===== The records

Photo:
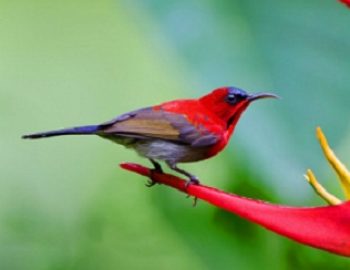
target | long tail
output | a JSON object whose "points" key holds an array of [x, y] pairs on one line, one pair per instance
{"points": [[83, 130]]}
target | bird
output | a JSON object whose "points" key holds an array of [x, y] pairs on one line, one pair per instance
{"points": [[178, 131]]}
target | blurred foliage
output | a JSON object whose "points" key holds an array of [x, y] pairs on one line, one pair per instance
{"points": [[64, 203]]}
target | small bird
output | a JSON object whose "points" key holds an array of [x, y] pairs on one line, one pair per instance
{"points": [[184, 130]]}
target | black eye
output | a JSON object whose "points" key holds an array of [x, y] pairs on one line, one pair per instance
{"points": [[231, 98]]}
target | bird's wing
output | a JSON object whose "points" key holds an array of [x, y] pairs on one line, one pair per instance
{"points": [[151, 123]]}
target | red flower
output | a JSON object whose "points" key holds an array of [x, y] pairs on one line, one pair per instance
{"points": [[326, 227]]}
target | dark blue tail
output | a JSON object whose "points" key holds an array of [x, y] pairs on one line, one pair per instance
{"points": [[84, 130]]}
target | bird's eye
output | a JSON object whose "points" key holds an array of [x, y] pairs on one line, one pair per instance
{"points": [[231, 98]]}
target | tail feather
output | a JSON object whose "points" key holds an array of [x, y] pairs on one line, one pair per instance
{"points": [[83, 130]]}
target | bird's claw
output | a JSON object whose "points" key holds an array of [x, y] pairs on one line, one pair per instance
{"points": [[192, 181], [150, 183]]}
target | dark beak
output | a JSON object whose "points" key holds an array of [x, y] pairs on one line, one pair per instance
{"points": [[260, 96]]}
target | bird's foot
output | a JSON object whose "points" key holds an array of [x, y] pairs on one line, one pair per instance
{"points": [[192, 181], [157, 169]]}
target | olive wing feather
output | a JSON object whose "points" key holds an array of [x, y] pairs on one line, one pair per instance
{"points": [[149, 123]]}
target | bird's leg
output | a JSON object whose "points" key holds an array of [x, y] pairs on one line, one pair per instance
{"points": [[157, 168], [192, 178]]}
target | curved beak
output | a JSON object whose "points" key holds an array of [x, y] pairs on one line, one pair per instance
{"points": [[256, 96]]}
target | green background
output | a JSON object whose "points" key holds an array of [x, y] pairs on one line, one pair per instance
{"points": [[65, 204]]}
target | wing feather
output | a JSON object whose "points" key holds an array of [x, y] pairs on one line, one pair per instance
{"points": [[150, 123]]}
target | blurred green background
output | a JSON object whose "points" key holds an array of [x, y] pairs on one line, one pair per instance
{"points": [[65, 204]]}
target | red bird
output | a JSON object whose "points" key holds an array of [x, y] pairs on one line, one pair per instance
{"points": [[177, 131]]}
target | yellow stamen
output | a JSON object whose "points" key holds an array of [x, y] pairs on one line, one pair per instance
{"points": [[320, 190], [338, 166]]}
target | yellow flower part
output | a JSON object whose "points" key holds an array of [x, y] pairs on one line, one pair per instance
{"points": [[338, 166]]}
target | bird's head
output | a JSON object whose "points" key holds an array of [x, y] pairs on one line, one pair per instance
{"points": [[228, 103]]}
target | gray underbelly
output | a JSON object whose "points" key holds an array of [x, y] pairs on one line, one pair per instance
{"points": [[169, 151]]}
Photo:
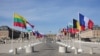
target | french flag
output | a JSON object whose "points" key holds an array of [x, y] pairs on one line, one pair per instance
{"points": [[83, 20]]}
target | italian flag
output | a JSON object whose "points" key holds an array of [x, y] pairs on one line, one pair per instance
{"points": [[19, 21]]}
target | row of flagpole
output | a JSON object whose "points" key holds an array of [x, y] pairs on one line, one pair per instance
{"points": [[21, 35], [90, 26]]}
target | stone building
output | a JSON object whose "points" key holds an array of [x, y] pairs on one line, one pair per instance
{"points": [[6, 32]]}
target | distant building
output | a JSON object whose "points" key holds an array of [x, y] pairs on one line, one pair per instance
{"points": [[6, 32]]}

==========

Give again the lines of the listing above that run from the one with "target | yellow stamen" up to and including the one with "target | french flag". Keep them exact and omit the pictures.

▸ Written answer:
target | yellow stamen
output | a JSON object whose "points" key holds an array of [x, y] pairs on one line, one pair per instance
{"points": [[320, 190], [338, 166]]}
target | yellow flower part
output | a JSON object whose "points" key holds an array of [x, y] pairs on one line, one pair per instance
{"points": [[338, 166]]}
target | bird's head
output | a JSON object whose "points" key holds an array of [x, y] pairs on one line, one pair per instance
{"points": [[228, 103]]}
target | gray underbelly
output | a JSON object whose "points" key holds an array of [x, y] pairs on one line, one pair per instance
{"points": [[169, 151]]}
Photo:
target | french flag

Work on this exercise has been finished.